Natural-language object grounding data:

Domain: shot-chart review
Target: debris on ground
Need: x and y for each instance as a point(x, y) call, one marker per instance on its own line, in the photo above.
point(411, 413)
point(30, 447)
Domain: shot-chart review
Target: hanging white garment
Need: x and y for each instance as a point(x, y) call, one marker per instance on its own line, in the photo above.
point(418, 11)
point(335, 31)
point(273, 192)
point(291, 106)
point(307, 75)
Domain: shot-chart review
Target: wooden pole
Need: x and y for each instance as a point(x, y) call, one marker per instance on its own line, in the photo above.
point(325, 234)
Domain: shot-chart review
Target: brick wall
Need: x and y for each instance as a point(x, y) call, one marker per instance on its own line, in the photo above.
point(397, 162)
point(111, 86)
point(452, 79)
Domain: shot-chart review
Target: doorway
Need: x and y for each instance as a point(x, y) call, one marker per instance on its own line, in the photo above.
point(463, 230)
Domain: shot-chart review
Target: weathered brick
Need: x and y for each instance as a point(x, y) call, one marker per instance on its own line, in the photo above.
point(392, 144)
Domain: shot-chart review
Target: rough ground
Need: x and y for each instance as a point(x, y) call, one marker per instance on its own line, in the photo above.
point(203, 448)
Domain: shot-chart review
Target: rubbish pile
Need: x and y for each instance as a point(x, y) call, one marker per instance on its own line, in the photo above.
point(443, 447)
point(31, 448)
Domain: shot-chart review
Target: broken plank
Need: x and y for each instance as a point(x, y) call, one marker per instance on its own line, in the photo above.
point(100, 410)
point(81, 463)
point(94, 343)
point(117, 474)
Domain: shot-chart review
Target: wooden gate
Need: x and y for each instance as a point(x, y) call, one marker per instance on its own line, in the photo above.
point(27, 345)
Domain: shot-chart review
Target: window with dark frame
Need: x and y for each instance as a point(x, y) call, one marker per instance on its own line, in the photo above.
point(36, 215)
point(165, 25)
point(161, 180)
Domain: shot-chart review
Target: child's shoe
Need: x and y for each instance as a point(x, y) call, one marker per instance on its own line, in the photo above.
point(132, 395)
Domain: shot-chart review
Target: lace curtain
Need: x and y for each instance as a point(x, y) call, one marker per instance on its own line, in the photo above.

» Work to complete: Return each full line of the entries that contains the word "brick".

» Exercise result:
Target: brick wall
Target: weathered brick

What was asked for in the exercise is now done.